* REQUIREMENTS *
Keep the pictures out and restate every record exactly.

=== TASK INPUT ===

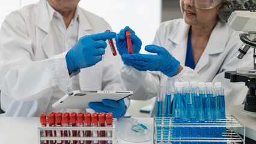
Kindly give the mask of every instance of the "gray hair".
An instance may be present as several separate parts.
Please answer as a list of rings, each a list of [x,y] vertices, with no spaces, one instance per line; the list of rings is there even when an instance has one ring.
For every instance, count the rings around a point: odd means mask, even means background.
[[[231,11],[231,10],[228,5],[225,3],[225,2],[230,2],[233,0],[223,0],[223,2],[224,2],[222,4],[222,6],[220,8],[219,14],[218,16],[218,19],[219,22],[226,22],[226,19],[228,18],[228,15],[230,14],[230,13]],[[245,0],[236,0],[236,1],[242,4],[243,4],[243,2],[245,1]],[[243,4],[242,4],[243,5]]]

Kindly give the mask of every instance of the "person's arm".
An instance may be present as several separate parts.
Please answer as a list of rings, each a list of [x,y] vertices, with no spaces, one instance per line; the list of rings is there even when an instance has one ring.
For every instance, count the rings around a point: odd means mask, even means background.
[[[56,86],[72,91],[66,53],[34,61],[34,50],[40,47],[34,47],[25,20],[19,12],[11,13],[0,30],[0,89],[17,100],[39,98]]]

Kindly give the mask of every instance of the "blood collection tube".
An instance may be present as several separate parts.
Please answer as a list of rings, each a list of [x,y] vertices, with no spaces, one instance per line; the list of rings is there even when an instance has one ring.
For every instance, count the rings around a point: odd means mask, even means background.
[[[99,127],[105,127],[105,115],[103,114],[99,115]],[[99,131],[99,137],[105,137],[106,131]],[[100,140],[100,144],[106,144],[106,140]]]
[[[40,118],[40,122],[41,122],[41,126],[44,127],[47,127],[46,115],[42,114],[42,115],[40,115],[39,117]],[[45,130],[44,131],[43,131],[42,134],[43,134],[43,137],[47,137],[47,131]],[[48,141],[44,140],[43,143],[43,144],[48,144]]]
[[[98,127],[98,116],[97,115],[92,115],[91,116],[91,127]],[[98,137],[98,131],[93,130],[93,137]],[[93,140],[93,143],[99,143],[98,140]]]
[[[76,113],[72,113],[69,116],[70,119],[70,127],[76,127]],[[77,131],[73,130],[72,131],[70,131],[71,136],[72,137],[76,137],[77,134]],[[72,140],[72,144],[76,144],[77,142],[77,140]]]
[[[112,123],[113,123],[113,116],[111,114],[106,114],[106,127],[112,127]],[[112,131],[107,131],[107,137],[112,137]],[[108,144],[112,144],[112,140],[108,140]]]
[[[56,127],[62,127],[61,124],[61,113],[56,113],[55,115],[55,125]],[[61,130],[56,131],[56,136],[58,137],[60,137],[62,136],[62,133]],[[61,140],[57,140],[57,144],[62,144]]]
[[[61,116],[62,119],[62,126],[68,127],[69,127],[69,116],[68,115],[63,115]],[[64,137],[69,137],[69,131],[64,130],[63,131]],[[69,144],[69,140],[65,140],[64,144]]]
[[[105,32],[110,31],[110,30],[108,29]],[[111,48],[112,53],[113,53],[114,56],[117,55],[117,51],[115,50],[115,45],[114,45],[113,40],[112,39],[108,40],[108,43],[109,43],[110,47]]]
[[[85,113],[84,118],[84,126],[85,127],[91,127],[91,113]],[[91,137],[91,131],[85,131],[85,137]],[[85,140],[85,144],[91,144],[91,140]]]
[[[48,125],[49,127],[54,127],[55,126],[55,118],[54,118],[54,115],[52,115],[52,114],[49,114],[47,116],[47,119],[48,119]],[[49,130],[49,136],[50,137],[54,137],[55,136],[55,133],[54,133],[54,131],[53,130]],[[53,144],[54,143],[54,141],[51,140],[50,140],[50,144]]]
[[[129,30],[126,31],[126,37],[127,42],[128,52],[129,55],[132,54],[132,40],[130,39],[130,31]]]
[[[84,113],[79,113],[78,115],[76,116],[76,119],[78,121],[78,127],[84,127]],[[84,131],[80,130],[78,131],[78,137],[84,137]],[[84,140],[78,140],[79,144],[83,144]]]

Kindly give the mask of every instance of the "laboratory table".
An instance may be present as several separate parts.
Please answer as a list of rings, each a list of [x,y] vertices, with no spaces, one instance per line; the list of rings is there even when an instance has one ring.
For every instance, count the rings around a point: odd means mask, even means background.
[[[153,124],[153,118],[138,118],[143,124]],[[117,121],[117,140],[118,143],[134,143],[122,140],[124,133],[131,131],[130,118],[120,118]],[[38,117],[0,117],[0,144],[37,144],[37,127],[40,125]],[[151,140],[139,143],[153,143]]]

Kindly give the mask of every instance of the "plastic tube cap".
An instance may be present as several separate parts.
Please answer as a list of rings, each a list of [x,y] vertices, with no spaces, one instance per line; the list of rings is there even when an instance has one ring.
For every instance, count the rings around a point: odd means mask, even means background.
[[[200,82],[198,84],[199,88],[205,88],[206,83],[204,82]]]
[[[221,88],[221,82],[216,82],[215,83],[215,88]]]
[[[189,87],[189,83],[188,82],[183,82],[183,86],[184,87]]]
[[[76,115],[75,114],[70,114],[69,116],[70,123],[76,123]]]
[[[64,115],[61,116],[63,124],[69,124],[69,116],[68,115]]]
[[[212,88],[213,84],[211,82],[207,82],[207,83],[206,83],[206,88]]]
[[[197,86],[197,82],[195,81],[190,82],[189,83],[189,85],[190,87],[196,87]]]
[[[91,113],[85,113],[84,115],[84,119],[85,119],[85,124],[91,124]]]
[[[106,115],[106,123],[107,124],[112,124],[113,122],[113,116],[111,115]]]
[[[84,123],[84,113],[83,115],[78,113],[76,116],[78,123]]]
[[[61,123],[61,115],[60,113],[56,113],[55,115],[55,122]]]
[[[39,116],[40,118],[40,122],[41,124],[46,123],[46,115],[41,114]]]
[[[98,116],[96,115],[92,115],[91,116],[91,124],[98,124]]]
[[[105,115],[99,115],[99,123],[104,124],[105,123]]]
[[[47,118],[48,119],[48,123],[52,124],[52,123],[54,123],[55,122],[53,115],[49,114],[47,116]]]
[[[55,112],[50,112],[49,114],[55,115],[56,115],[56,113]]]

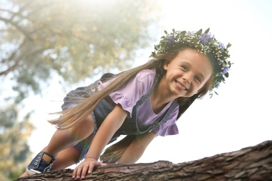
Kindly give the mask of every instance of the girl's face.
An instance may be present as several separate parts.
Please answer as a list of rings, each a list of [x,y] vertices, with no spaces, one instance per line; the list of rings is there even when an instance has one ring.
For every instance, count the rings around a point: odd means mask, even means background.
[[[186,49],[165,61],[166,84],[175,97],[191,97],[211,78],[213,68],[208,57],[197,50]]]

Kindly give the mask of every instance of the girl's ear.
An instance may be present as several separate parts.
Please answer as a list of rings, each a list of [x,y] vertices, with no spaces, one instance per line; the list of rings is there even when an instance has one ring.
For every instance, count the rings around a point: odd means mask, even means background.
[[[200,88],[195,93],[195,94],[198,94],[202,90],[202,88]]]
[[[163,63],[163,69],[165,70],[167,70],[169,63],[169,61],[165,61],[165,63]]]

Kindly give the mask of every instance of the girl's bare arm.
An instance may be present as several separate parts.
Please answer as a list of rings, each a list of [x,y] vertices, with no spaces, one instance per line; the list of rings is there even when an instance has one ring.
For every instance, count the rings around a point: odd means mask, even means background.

===

* FINISHED TASK *
Kindly give the mask of every instance of the "gray hair".
An instance may be present as several separate parts.
Please answer as a list of rings, each a list of [x,y] vertices, with no spaces, one instance per line; the list of rings is there even when an instance has one ring.
For every instance, count the rings around a point: odd means mask, even means background.
[[[231,11],[231,10],[228,5],[225,3],[225,2],[230,2],[233,0],[223,0],[223,2],[224,2],[222,4],[222,6],[220,8],[219,14],[218,16],[218,19],[219,22],[226,22],[226,19],[228,18],[228,15],[230,14],[230,13]],[[245,0],[236,0],[236,1],[242,4],[243,4],[243,2],[245,1]],[[243,4],[242,4],[243,5]]]

Kindly give the mask of every instance of the "person's arm".
An instance may be present as several separate parts.
Please answer as a list of rings, each a list of [x,y] vertices, with no spaces, one instance per line; the list of rings is there even when an instance has one ring.
For every instance, count the rings around a point: odd means mask, even means background.
[[[56,86],[72,91],[66,53],[34,61],[34,50],[40,47],[34,47],[25,20],[19,12],[11,13],[0,30],[0,89],[17,100],[39,98]]]

Kindly give the mask of every instance of the "blood collection tube".
An instance may be present as several separate parts.
Please answer as a list of rings, each a list of [x,y] vertices, with no spaces, one instance per line; the list of rings is there even when an instance has one ring.
For every instance, count the rings around a point: odd means mask, even means background.
[[[99,127],[105,127],[105,115],[103,114],[99,115]],[[99,131],[99,137],[105,137],[106,131]],[[100,140],[100,144],[106,144],[106,140]]]
[[[40,118],[40,122],[41,122],[41,126],[44,127],[47,127],[46,115],[42,114],[42,115],[40,115],[39,117]],[[45,130],[44,131],[43,131],[42,134],[43,134],[43,137],[47,137],[47,131]],[[48,141],[44,140],[43,143],[43,144],[48,144]]]
[[[98,127],[98,116],[97,115],[92,115],[91,116],[91,127]],[[98,137],[98,131],[93,130],[93,137]],[[93,140],[93,143],[99,143],[98,140]]]
[[[76,113],[72,113],[69,116],[70,119],[70,127],[76,127]],[[77,131],[73,130],[72,131],[70,131],[71,136],[72,137],[76,137],[77,134]],[[72,140],[72,144],[76,144],[77,142],[77,140]]]
[[[112,123],[113,123],[113,116],[111,114],[106,114],[106,127],[112,127]],[[112,131],[107,131],[107,137],[112,137]],[[108,144],[112,144],[112,140],[108,140]]]
[[[56,127],[62,127],[61,124],[61,113],[56,113],[55,115],[55,125]],[[61,130],[56,131],[56,136],[58,137],[60,137],[62,136],[62,133]],[[61,140],[57,140],[57,144],[62,144]]]
[[[61,116],[62,119],[62,126],[68,127],[69,127],[69,116],[68,115],[63,115]],[[64,137],[69,137],[69,131],[64,130],[63,131]],[[69,144],[69,140],[65,140],[64,144]]]
[[[105,32],[110,31],[110,30],[108,29]],[[111,48],[112,53],[113,53],[114,56],[117,55],[117,51],[115,50],[115,45],[114,45],[113,40],[112,39],[108,40],[108,43],[109,43],[110,47]]]
[[[85,113],[84,118],[84,126],[85,127],[91,127],[91,113]],[[91,137],[91,131],[85,131],[85,137]],[[85,140],[85,144],[91,144],[91,140]]]
[[[48,125],[49,127],[54,127],[55,126],[55,118],[54,118],[54,115],[52,115],[52,114],[49,114],[47,116],[47,119],[48,119]],[[49,130],[49,136],[50,137],[54,137],[55,136],[55,133],[54,133],[54,131],[53,130]],[[53,144],[54,143],[54,141],[51,140],[50,140],[50,144]]]
[[[129,30],[126,31],[126,37],[127,42],[128,52],[129,55],[132,54],[132,40],[130,39],[130,31]]]
[[[84,113],[79,113],[78,115],[76,116],[76,119],[78,121],[78,127],[84,127]],[[84,131],[80,130],[78,131],[78,137],[84,137]],[[84,140],[78,140],[79,144],[83,144]]]

Kindly give the mask of every instance of the "laboratory table".
An instance may be present as several separate parts.
Please answer as a list of rings, each a list of [x,y] vertices, with no spaces, one instance per line; the list of rings is there even when an instance has one ring.
For every instance, count the rings around a point: odd means mask, even means background.
[[[153,124],[153,118],[138,118],[143,124]],[[117,121],[117,140],[118,143],[134,143],[122,140],[124,133],[131,131],[130,118],[120,118]],[[38,117],[0,117],[0,144],[37,144],[37,127],[40,125]],[[151,140],[139,143],[153,143]]]

Kindly give the mask of every instance of the "plastic tube cap".
An instance may be present as several separate parts.
Please answer as a list of rings, each a list of [x,y] vertices, with no spaces, one instance per line; the list of rings is there even when an instance has one ring.
For every instance, count the rings around a point: odd means mask, even means background.
[[[200,82],[198,84],[199,88],[205,88],[206,83],[204,82]]]
[[[221,88],[221,82],[216,82],[215,83],[215,88]]]
[[[189,87],[189,83],[188,82],[183,82],[183,86],[184,87]]]
[[[76,115],[75,114],[70,114],[69,116],[70,123],[76,123]]]
[[[64,115],[61,116],[63,124],[69,124],[69,116],[68,115]]]
[[[212,88],[213,84],[211,82],[207,82],[207,83],[206,83],[206,88]]]
[[[197,86],[197,82],[195,81],[190,82],[189,83],[189,85],[190,87],[196,87]]]
[[[91,113],[85,113],[84,115],[84,119],[85,119],[85,124],[91,124]]]
[[[106,115],[106,123],[107,124],[112,124],[113,122],[113,116],[111,115]]]
[[[84,123],[84,113],[83,115],[78,113],[76,116],[78,123]]]
[[[61,123],[61,115],[60,113],[56,113],[55,115],[55,122]]]
[[[39,116],[40,118],[40,122],[41,124],[46,123],[46,115],[41,114]]]
[[[98,116],[96,115],[92,115],[91,116],[91,124],[98,124]]]
[[[105,115],[99,115],[99,123],[104,124],[105,123]]]
[[[47,118],[48,119],[48,123],[52,124],[52,123],[54,123],[55,122],[53,115],[49,114],[47,116]]]
[[[55,112],[50,112],[49,114],[55,115],[56,115],[56,113]]]

Kindly give the mask of every instance of the girl's face.
An instance may be present as several separate parts.
Please answer as a list of rings, each a list of [x,y] vertices, with no spaces, one instance per line; the list of rings is there even when an instance has one ring.
For every instance, count the rings around a point: odd means mask, even means background.
[[[186,49],[165,61],[166,84],[175,97],[191,97],[211,78],[213,68],[208,57],[197,50]]]

Kindly give the mask of every instance of the girl's ear.
An instance may be present as several separate parts.
Please answer as a list of rings, each a list of [x,y] vertices, with no spaces, one instance per line; the list of rings is there even when an instance has one ring.
For every instance, count the rings around a point: odd means mask, even means background.
[[[200,88],[195,93],[195,94],[198,94],[202,90],[202,88]]]
[[[163,63],[163,69],[165,70],[167,70],[169,63],[169,61],[165,61],[165,63]]]

Kindly give the mask of every instance of the girl's bare arm.
An instance may be present as several separate parts.
Please answer as a list of rings, each a list of [x,y] vertices, with no spaces, one instance per line; the list of rings is there even when an instance has one ring.
For every instance, count the rings around a point: odd means mask, even means background.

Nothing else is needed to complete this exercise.